Instruction 1: In the Christmas Eve story, which movie did everyone watch together?
Instruction 2: Copy the records word for word, from the first line of the records through the line with "53 106 71 119".

Selection:
┌────────

You know of all of the days in the entire year, you just have to be good on Christmas Eve. Tonight is the big night before the big man in the red suit comes.  So there I was behaving this morning when mom told me that it was important to be well rested because tomorrow would be a long day with dinner and gift giving with family and friends.  We all watched our favorite Christmas movie The Christmas Carol.

Afterwards, I snorted down the hall to my bedroom to take a nap – there’s no such thing as too much sleep, right?

So I’m laying in bed and something woke me.  I finally opened my eyes and the house was dark and quiet.  I couldn’t hear anything – not even Houdini which was weird.  That’s when this ghost popped up from a corner.  I admit that I was a little taken back and I might – and I stress might – have made a little water run down my leg. Thank goodness I was standing on my piggy pee pad.  This ghost was like, “Dude, tonight you will be visited by ghosts.”  I was like, “Get out of here – No really, get out of here!”  This sounds so slightly familiar but I couldn’t put my hoof on it.  Shortly after that, the ghost was gone – good riddance – and I thought the whole thing was a dream.  It had to be because there ain’t no ghosts.  So I went back to sleep.

└────────

[Records from a data source]
┌────────

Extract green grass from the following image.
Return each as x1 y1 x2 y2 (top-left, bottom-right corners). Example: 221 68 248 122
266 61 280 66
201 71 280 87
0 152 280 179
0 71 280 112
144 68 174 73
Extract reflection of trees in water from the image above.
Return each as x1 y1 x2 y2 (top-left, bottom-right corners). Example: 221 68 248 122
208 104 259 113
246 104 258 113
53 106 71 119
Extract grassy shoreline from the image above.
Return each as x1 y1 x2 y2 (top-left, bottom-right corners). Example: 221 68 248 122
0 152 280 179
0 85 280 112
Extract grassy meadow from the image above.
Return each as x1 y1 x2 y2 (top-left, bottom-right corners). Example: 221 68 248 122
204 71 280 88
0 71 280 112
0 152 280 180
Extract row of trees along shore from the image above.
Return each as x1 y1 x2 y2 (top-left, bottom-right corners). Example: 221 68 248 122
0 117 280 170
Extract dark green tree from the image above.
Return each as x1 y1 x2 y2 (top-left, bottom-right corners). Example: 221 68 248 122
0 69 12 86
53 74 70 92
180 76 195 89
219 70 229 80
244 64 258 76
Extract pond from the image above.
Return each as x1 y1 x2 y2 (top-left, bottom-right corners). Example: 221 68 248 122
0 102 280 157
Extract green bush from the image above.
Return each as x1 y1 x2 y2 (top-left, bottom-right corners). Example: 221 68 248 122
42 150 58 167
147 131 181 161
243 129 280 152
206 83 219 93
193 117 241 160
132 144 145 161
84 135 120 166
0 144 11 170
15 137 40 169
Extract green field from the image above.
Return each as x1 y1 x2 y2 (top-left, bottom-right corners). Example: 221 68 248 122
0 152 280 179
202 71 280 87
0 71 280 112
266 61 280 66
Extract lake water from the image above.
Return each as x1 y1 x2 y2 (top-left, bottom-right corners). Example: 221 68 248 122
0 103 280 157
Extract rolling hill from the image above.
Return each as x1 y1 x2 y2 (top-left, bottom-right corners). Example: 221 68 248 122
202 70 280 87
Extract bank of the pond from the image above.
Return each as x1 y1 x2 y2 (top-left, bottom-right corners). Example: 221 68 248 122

└────────

Finished answer 1: The Christmas Carol

Finished answer 2:
Extract green grass from the following image.
Return each as x1 y1 x2 y2 (top-left, bottom-right corners). Example: 221 68 248 122
266 61 280 66
201 71 280 87
0 152 280 179
0 71 280 112
144 68 174 73
Extract reflection of trees in water from the image above.
Return each as x1 y1 x2 y2 (top-left, bottom-right corners). Example: 221 68 248 122
208 104 259 113
246 104 258 113
53 106 71 119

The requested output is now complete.